- _The problem_
Transcribe the records exactly from the line with "Corridor-survey task: point out each instance of the forearm" to the end, both included.

[Collection entries]

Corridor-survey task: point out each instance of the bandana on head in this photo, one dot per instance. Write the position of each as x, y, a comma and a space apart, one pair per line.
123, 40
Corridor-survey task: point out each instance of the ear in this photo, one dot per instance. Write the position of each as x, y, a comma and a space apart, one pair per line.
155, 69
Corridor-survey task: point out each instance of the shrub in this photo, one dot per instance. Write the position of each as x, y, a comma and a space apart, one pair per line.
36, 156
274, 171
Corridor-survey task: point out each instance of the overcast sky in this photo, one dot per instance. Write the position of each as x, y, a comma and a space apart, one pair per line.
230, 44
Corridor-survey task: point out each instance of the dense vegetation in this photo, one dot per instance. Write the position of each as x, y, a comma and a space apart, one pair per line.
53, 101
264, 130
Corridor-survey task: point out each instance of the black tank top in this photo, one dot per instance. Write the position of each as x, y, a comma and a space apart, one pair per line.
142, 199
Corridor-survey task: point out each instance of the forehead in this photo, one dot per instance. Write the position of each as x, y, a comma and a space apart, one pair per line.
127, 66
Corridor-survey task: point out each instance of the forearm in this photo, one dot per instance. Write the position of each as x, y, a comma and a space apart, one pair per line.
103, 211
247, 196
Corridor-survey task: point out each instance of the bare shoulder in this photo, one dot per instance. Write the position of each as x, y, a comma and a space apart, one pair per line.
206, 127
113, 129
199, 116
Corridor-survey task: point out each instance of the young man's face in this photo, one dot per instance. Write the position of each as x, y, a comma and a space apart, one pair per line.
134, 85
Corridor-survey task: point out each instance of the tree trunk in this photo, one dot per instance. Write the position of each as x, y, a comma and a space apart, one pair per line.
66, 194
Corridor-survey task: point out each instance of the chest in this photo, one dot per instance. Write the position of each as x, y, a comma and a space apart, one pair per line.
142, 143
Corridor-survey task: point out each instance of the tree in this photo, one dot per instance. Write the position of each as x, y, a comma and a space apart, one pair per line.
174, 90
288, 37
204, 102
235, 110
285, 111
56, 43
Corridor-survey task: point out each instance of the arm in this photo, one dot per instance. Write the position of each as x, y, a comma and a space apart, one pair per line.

- _Expected answer_
Corridor-survey task: point out each instance of the forearm in this photo, one dot per instance. Write the position of each as x, y, a comma and a space apart, one pair per line.
103, 211
247, 196
Corridor-survey task: point out each instance of the bare shoulder in this photo, one dot per instance. Write the position of each as x, y, a comma and a space apart, one pair per line.
206, 127
113, 129
199, 116
Corridor-survey task: point out each instance of the young man's face in this photo, one dot per instance. Write the position of each as x, y, a comma and a space apart, one pair per line.
134, 85
Corridor-survey task: point out each instance of the tree trunk in this photo, one dot per instance. Write the position of each as x, y, a comma and a space apart, one pair per line.
66, 194
Corridor-survey task: point out each instance of the chest in this photo, one dot per instance. Write the position of each as x, y, a comma and a space apart, one pair per line.
142, 143
Corridor-survey task: point out each instance of the tree in this photo, one dot per instance. Write the position of each as x, y, a comma and a space apart, one pair per line.
174, 90
288, 37
204, 102
235, 110
285, 111
56, 43
Corridor-survey task: point out each instance of the arm in this photo, one dot per instance. Write the position of each as x, y, a comma and a space apart, one pair per line.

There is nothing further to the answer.